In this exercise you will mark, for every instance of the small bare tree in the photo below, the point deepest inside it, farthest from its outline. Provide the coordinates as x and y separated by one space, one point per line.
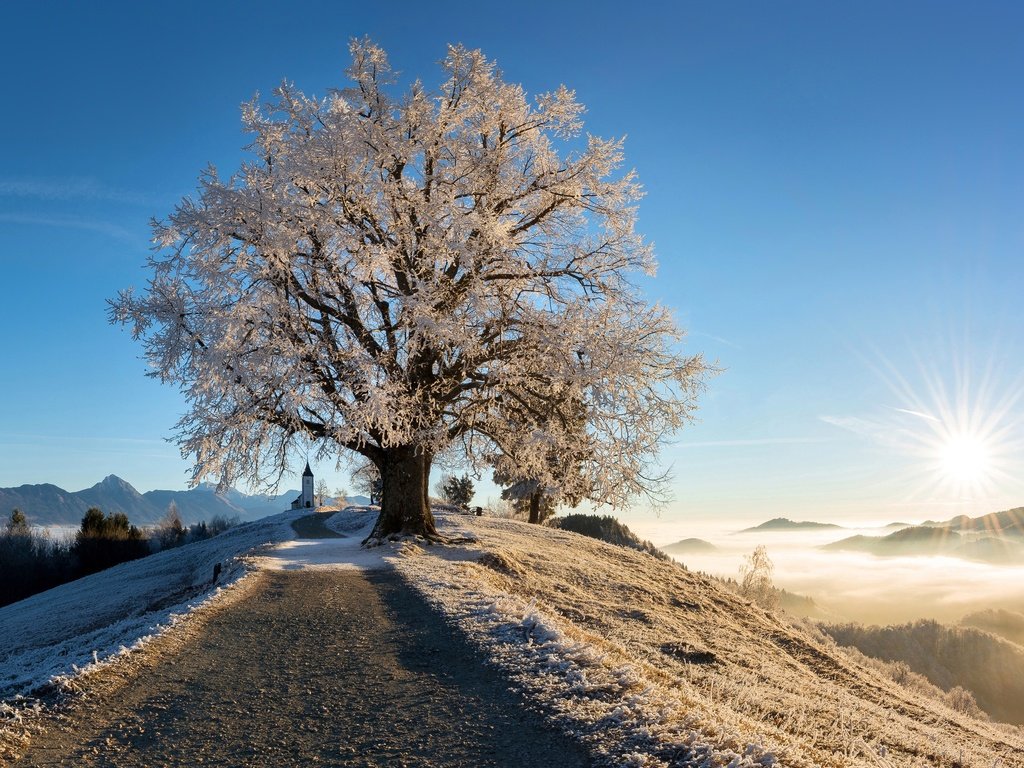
756 579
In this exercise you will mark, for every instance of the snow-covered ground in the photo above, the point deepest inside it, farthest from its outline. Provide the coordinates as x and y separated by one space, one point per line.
645 663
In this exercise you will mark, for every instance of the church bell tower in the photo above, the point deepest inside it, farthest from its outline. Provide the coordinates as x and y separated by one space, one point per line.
307 487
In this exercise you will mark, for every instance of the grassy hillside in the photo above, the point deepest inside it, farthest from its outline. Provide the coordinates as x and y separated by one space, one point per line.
990 668
639 655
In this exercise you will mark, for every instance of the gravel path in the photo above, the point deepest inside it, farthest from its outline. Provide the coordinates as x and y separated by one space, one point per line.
312 668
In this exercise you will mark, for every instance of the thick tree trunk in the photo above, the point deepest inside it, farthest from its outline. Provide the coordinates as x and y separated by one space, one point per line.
535 506
404 501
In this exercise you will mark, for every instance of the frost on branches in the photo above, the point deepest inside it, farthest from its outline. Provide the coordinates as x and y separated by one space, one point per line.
398 274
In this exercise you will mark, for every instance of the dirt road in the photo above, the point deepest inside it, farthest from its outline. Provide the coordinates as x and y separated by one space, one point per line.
313 668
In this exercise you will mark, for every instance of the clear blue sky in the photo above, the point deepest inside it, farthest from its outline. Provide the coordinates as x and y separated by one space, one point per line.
835 190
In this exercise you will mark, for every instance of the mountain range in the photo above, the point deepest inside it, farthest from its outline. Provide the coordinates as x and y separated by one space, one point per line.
49 505
996 538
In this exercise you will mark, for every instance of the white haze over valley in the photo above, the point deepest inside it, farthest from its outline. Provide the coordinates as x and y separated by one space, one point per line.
854 586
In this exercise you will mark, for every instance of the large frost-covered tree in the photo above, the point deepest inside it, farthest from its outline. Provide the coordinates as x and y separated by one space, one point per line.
392 273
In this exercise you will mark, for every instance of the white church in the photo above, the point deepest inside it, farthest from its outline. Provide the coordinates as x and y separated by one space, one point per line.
305 499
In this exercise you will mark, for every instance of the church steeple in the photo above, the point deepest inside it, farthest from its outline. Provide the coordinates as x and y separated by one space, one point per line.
306 500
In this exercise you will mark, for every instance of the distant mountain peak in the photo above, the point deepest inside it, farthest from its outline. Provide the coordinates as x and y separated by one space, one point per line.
784 523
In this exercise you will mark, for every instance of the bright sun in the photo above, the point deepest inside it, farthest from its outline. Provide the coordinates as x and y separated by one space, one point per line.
965 459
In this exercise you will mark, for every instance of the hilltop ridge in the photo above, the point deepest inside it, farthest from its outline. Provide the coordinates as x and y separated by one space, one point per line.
46 504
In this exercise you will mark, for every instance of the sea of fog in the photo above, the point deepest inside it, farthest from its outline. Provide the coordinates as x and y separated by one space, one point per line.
854 586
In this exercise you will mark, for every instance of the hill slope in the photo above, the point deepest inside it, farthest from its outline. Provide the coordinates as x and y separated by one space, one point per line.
641 660
645 656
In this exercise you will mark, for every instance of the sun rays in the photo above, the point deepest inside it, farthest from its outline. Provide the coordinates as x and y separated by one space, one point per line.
952 428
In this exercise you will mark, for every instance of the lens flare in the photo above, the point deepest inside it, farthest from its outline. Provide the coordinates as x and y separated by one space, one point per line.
965 459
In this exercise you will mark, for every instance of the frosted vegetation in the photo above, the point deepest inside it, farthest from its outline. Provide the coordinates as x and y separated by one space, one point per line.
642 660
394 274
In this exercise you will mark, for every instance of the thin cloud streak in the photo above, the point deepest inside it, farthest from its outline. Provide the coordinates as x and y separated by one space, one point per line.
753 441
69 188
72 222
913 413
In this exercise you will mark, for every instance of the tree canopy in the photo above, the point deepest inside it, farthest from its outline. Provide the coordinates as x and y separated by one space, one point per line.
395 273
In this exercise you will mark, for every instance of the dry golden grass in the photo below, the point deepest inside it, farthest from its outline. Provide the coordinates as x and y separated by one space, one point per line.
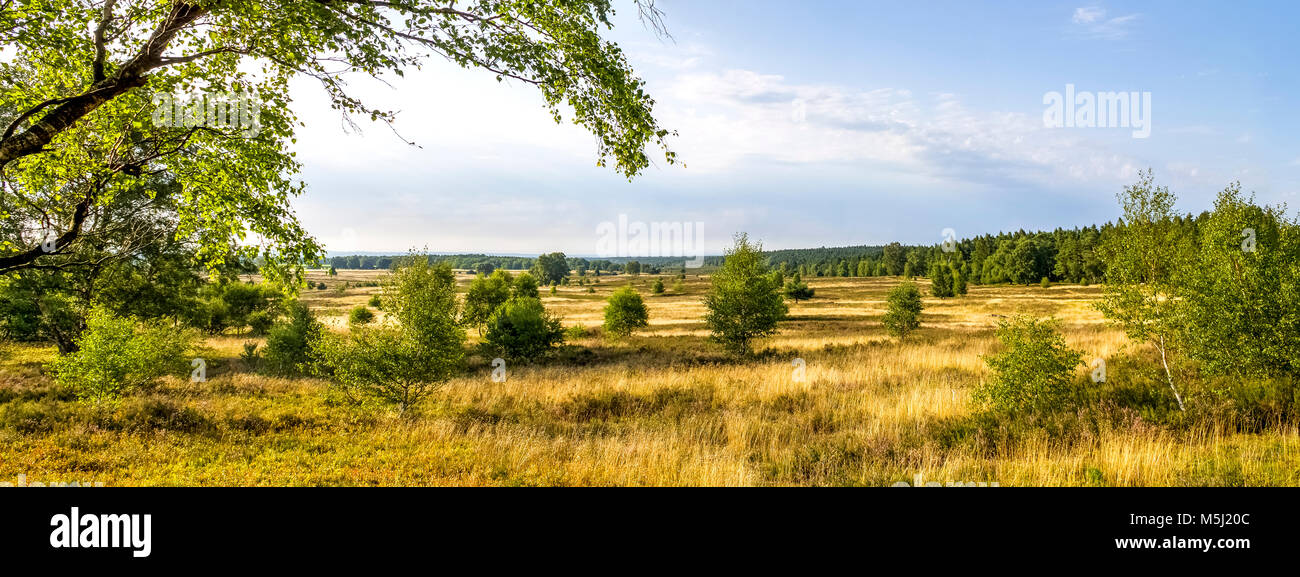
664 407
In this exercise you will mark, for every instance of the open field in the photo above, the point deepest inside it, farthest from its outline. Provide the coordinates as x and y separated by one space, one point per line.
664 407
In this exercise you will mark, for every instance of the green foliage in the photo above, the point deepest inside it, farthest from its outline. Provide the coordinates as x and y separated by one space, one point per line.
1239 300
251 356
521 330
77 100
625 312
1145 259
404 359
551 268
360 315
958 281
1032 372
742 303
798 290
289 345
902 309
261 321
525 286
234 304
117 355
940 280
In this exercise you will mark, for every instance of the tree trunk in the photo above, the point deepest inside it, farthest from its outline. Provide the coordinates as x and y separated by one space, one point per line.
1169 376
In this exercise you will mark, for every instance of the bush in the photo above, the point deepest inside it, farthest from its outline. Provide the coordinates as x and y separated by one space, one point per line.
289 343
941 281
904 306
251 355
261 321
234 304
360 316
486 293
525 286
1032 372
625 312
117 355
523 330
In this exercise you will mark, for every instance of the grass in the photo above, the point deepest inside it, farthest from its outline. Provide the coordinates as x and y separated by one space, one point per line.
664 407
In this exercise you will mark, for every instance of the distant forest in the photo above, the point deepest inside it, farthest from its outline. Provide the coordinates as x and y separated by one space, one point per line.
1008 257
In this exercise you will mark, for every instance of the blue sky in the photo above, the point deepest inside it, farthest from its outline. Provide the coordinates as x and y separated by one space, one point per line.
828 124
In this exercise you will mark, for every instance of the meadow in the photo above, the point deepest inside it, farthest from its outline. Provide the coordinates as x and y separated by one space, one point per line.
663 407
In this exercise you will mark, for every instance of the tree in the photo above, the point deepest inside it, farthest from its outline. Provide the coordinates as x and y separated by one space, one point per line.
625 312
1240 299
1034 369
289 345
941 280
76 99
360 315
902 309
551 269
958 280
525 286
798 290
486 293
742 304
1144 257
521 330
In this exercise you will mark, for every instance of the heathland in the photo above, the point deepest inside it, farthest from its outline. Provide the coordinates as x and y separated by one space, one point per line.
662 407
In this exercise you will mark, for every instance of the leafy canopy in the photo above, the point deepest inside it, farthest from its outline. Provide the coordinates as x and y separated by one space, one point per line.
79 94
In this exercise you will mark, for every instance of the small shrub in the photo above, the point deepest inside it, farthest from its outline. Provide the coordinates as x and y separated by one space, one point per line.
360 316
117 355
261 321
289 343
402 361
624 313
521 329
576 332
1032 372
798 290
251 355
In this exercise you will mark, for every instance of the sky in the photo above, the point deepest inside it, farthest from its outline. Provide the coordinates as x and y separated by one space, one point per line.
824 124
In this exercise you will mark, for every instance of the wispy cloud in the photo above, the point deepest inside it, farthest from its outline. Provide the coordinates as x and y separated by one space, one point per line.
1093 21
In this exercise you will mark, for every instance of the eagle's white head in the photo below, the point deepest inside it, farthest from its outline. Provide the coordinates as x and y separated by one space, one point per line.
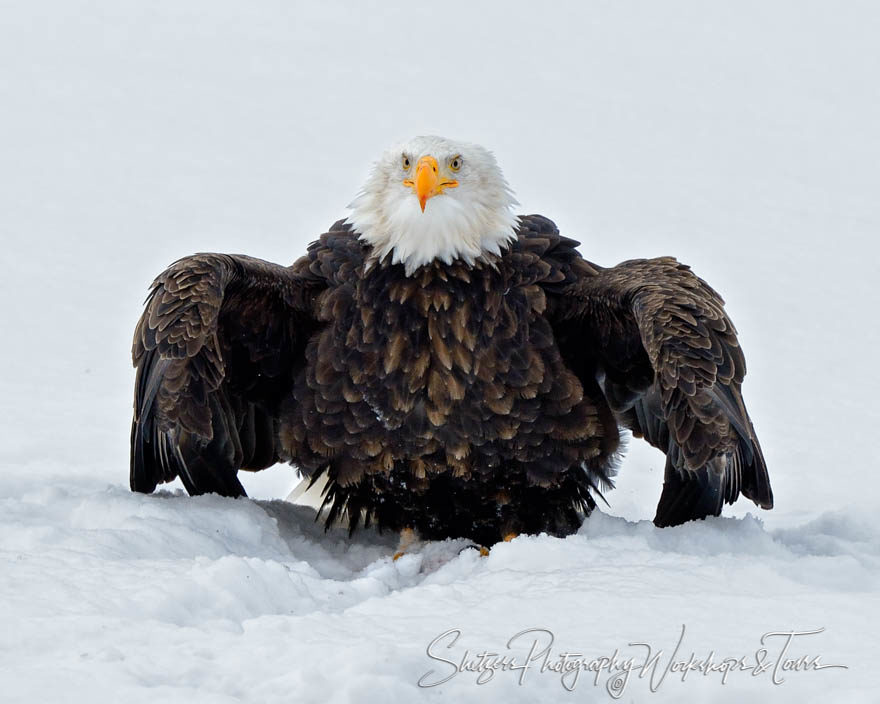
435 199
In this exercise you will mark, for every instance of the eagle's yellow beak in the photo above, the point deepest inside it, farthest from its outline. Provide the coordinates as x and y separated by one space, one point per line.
428 182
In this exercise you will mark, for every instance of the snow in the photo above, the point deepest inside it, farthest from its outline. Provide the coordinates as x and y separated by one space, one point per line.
743 139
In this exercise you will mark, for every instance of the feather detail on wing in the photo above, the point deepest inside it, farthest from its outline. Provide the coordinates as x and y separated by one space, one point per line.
215 349
669 362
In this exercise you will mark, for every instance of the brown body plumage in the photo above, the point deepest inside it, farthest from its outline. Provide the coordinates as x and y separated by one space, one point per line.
469 400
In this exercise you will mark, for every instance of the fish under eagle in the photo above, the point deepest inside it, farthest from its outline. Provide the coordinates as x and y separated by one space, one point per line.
447 367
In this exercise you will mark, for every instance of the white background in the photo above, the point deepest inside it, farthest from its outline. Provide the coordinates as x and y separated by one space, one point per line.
740 137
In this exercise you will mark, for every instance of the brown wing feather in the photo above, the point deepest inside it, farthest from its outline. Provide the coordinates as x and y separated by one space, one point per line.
671 368
215 349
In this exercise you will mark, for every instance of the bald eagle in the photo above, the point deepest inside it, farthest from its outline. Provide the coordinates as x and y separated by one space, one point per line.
447 367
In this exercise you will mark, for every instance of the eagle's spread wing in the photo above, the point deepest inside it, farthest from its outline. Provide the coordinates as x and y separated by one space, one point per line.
216 349
667 358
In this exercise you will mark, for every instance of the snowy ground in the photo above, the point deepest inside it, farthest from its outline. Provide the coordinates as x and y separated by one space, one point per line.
743 139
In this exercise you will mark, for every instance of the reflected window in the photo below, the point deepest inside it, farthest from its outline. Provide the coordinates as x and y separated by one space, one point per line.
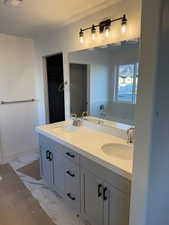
126 83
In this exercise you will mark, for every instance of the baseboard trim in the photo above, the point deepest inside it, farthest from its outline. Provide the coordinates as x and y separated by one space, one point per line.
12 157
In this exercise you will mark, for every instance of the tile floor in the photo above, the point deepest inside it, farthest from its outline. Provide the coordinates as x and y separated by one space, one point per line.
52 204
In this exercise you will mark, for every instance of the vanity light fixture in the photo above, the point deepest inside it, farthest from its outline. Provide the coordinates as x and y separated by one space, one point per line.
124 24
93 32
81 36
104 27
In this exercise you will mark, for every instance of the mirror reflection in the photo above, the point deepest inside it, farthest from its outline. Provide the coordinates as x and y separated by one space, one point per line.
104 80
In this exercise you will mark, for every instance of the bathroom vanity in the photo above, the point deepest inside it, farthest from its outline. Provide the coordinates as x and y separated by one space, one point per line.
78 164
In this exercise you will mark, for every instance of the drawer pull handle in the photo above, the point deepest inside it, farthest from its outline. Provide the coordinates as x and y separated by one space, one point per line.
70 155
70 196
47 154
70 174
50 156
100 190
104 194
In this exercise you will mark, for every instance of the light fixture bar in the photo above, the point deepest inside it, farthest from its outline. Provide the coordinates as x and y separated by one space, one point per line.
111 21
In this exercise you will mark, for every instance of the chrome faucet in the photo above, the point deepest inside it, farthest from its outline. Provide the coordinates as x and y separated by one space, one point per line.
75 120
84 114
130 135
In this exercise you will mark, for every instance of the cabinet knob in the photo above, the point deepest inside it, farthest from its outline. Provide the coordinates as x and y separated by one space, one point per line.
47 154
104 194
70 174
70 196
70 155
50 156
100 190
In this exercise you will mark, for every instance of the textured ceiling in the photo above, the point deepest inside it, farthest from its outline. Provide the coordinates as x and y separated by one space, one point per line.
34 17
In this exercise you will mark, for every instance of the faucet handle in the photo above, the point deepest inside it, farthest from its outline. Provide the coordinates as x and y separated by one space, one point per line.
130 135
84 114
74 116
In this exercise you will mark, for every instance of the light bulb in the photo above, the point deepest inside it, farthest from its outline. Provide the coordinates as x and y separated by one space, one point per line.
81 36
107 32
124 24
93 37
93 31
81 40
123 28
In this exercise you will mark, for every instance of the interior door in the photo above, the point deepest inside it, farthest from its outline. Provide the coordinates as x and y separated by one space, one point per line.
78 88
55 82
92 201
17 120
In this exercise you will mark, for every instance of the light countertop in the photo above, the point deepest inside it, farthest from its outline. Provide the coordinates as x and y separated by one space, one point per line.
88 143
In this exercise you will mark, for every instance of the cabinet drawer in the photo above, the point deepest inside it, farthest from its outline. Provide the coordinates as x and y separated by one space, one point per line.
72 184
72 155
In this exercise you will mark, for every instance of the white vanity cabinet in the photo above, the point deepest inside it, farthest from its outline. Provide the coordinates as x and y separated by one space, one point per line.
101 196
46 164
52 164
102 204
105 196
--------------------------------
YOUR OBJECTIVE:
Reproduce only the lines between the line containing "of the interior" and the last line of the records, those two lines included, exactly.

EXPECTED ANSWER:
In this exercise you will mark, for every instance of the interior door in the photo above, the point deepest inside it, farthest from its outline. Provide the coordinates as x and y separated by one space, one point per line.
78 88
55 82
92 201
17 120
In this exercise you will mark, for every instance of the light countertop in the photo above, the point deepest inside it, farthest from its outline. Provide the coordinates as x and y separated by one space, one point per line.
88 143
In this exercise you will mark, for every instance of the cabinet drawer in the photo above, the point deepest inside it, farthest from its outline. Provide the coordinates as x and y separated by one space, one point per line.
72 184
72 155
In this exercise you will mark, for every instance of the white vanity cabinet in the photo above, the point deepest inside it, farthest from its outline. Provide the coordinates as x and y separated by one space, one point per line.
101 196
46 164
52 164
102 204
105 196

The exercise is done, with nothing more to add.